** Begin EXTRACTED MATERIAL **

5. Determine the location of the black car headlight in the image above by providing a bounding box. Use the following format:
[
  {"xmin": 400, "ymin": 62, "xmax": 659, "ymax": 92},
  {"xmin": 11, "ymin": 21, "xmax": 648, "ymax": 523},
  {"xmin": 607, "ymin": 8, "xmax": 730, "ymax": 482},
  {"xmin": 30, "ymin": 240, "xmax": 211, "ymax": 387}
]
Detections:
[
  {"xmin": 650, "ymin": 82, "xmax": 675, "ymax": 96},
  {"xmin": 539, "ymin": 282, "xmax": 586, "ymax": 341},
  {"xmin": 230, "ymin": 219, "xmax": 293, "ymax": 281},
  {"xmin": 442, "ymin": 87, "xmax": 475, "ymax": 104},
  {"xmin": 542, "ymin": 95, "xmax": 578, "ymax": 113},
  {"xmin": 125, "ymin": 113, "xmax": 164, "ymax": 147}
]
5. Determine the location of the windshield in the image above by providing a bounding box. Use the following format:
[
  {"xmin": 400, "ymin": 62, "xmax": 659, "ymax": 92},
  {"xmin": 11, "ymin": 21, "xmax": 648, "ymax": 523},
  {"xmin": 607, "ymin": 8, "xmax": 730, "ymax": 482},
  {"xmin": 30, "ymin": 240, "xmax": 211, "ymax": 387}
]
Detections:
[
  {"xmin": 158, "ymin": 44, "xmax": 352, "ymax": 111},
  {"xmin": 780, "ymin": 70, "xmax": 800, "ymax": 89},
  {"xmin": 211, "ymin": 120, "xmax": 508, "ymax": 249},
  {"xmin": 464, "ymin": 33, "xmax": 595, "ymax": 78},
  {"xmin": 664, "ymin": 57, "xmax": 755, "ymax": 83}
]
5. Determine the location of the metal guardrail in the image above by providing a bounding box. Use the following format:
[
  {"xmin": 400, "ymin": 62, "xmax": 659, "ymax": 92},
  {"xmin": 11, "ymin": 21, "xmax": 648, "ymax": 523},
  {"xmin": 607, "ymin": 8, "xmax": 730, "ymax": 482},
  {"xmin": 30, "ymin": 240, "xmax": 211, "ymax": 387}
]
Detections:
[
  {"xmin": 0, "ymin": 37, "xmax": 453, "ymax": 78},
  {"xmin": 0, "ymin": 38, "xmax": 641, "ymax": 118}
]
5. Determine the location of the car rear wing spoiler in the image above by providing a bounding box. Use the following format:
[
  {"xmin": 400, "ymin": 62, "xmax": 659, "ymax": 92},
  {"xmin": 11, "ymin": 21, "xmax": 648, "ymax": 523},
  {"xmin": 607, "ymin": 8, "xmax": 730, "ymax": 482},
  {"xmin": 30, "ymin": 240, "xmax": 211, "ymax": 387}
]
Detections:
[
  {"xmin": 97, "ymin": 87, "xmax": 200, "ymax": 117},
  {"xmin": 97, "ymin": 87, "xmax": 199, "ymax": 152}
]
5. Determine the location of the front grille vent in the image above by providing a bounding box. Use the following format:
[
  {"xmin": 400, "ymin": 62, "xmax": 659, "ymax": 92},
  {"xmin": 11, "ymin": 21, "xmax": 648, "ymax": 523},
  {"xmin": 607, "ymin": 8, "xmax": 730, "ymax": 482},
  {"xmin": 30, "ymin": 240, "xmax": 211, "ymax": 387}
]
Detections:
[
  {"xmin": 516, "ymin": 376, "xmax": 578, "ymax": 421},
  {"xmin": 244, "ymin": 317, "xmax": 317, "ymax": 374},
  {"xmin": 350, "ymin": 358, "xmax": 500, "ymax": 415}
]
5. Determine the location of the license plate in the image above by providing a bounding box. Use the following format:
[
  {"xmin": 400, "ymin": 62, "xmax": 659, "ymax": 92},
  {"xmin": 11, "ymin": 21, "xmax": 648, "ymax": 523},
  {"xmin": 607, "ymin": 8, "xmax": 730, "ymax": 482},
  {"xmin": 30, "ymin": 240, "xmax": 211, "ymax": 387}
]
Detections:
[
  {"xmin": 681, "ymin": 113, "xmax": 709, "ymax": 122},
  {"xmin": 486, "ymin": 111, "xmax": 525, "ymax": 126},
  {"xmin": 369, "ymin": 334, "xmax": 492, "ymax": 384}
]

** End EXTRACTED MATERIAL **

THE EXERCISE:
Reproduce all of the material above with every "Detections" swapped for "Predictions". Leave everything else unchanged.

ANSWER TO THE EXERCISE:
5. Determine the location of the black car headlight in the image above by providing a bounding box. Use the following format:
[
  {"xmin": 400, "ymin": 62, "xmax": 659, "ymax": 92},
  {"xmin": 11, "ymin": 21, "xmax": 648, "ymax": 523},
  {"xmin": 607, "ymin": 8, "xmax": 730, "ymax": 482},
  {"xmin": 30, "ymin": 240, "xmax": 211, "ymax": 387}
]
Predictions:
[
  {"xmin": 650, "ymin": 82, "xmax": 675, "ymax": 96},
  {"xmin": 539, "ymin": 282, "xmax": 586, "ymax": 341},
  {"xmin": 230, "ymin": 219, "xmax": 293, "ymax": 281},
  {"xmin": 442, "ymin": 87, "xmax": 475, "ymax": 104},
  {"xmin": 542, "ymin": 95, "xmax": 578, "ymax": 113},
  {"xmin": 125, "ymin": 113, "xmax": 164, "ymax": 147}
]
5. Determine the location of the windshield in the image above by providing a bounding box. Use the following format:
[
  {"xmin": 400, "ymin": 62, "xmax": 659, "ymax": 92},
  {"xmin": 11, "ymin": 21, "xmax": 648, "ymax": 523},
  {"xmin": 607, "ymin": 8, "xmax": 730, "ymax": 482},
  {"xmin": 30, "ymin": 240, "xmax": 211, "ymax": 387}
]
Predictions:
[
  {"xmin": 158, "ymin": 44, "xmax": 352, "ymax": 111},
  {"xmin": 780, "ymin": 70, "xmax": 800, "ymax": 89},
  {"xmin": 211, "ymin": 120, "xmax": 508, "ymax": 249},
  {"xmin": 464, "ymin": 33, "xmax": 595, "ymax": 78},
  {"xmin": 664, "ymin": 57, "xmax": 755, "ymax": 83}
]
5. Determine the location of the metal guardrail in the image above by providing a bounding box. Use the following format:
[
  {"xmin": 400, "ymin": 62, "xmax": 659, "ymax": 92},
  {"xmin": 11, "ymin": 21, "xmax": 648, "ymax": 523},
  {"xmin": 607, "ymin": 8, "xmax": 730, "ymax": 482},
  {"xmin": 30, "ymin": 240, "xmax": 211, "ymax": 387}
]
Predictions:
[
  {"xmin": 0, "ymin": 37, "xmax": 453, "ymax": 78},
  {"xmin": 0, "ymin": 38, "xmax": 641, "ymax": 118}
]
5. Determine the location of the car rear wing spoiler in the image above by providing a bounding box. Use the following format:
[
  {"xmin": 400, "ymin": 62, "xmax": 659, "ymax": 92},
  {"xmin": 11, "ymin": 21, "xmax": 648, "ymax": 523},
  {"xmin": 607, "ymin": 8, "xmax": 730, "ymax": 482},
  {"xmin": 30, "ymin": 240, "xmax": 211, "ymax": 387}
]
Predictions:
[
  {"xmin": 97, "ymin": 87, "xmax": 200, "ymax": 117},
  {"xmin": 97, "ymin": 87, "xmax": 199, "ymax": 152}
]
5. Determine the location of the front grille vent in the image above by providing a bounding box. Use the following format:
[
  {"xmin": 400, "ymin": 62, "xmax": 659, "ymax": 92},
  {"xmin": 11, "ymin": 21, "xmax": 648, "ymax": 523},
  {"xmin": 607, "ymin": 8, "xmax": 730, "ymax": 482},
  {"xmin": 30, "ymin": 240, "xmax": 211, "ymax": 387}
]
Predictions:
[
  {"xmin": 516, "ymin": 376, "xmax": 578, "ymax": 421},
  {"xmin": 244, "ymin": 317, "xmax": 317, "ymax": 374},
  {"xmin": 350, "ymin": 358, "xmax": 500, "ymax": 415}
]
5. Determine the location of the license plate in the image above by providing a bounding box. Use the following format:
[
  {"xmin": 400, "ymin": 62, "xmax": 659, "ymax": 92},
  {"xmin": 11, "ymin": 21, "xmax": 648, "ymax": 523},
  {"xmin": 607, "ymin": 8, "xmax": 730, "ymax": 482},
  {"xmin": 30, "ymin": 240, "xmax": 211, "ymax": 387}
]
Predictions:
[
  {"xmin": 681, "ymin": 113, "xmax": 709, "ymax": 122},
  {"xmin": 486, "ymin": 111, "xmax": 525, "ymax": 126},
  {"xmin": 369, "ymin": 334, "xmax": 492, "ymax": 384}
]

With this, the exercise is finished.